▶ _Document segment_:
As anyone who's ever attempted to eat by the seaside surely knows, if there is food, the seagulls will find it—and that explains the internet's latest weird animal phenomenon. Last week, the UK's Tiggywinkles Wildlife Hospital shared the story of a bird dubbed "Vinny” (short for “vindaloo”), who was brought to the clinic completely covered in curry. Locals had found and rescued a flightless orange bird and brought it to the clinic, where workers soon realized that it was just a seagull in desperate need of a bath. "He had somehow gotten himself covered in curry or turmeric!" Tiggywinkles wrote on Facebook. "We have no idea how he got into this predicament but thankfully, apart from the vibrant colour and pungent smell, he was healthy."
While this may sound too bizarre not to be a one-off, Vinny actually wasn't the first bird with this problem. There's a recent history of gulls who, just like Vinny, have gotten into trouble after seemingly having fallen into vats of turmeric-laced stews. In June 2016, a seagull cleverly nicknamed "Gullfrazie" was found after having plunged into a chicken tikka masala at a food factory. ("They managed to return him back to his original white colour but have not been able to wash away the smell," the BBC reported.) Just two months later, another Welsh gull fell into a vat of tandoori sauce.

(Items from a data source)
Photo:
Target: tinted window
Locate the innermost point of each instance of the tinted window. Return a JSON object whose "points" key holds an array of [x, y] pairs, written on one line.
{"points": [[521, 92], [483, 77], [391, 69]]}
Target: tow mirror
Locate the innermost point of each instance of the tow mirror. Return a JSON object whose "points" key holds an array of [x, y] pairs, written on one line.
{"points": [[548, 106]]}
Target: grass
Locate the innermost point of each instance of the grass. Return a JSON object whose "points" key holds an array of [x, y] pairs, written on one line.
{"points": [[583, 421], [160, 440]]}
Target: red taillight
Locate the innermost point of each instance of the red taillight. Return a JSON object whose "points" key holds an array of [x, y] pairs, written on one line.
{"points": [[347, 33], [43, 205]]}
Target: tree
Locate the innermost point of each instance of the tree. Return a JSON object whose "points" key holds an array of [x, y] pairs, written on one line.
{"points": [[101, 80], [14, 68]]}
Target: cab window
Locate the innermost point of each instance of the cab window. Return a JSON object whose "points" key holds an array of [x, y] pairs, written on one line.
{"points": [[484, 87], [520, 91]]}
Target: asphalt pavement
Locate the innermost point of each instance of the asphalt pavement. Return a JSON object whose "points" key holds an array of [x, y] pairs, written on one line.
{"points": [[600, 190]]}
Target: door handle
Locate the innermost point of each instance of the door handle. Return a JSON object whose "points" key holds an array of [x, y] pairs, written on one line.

▶ _How to complete this task_: In the seagull article, shorten the paragraph starting "While this may sound too bizarre" into a short list that keeps its main facts.

▶ _Written answer_:
- Vinny wasn't the first gull to end up covered in a turmeric-laced stew.
- In June 2016, a gull nicknamed "Gullfrazie" fell into chicken tikka masala at a food factory. His white color was restored, but the smell wouldn't wash out.
- Two months later, another Welsh gull fell into a vat of tandoori sauce.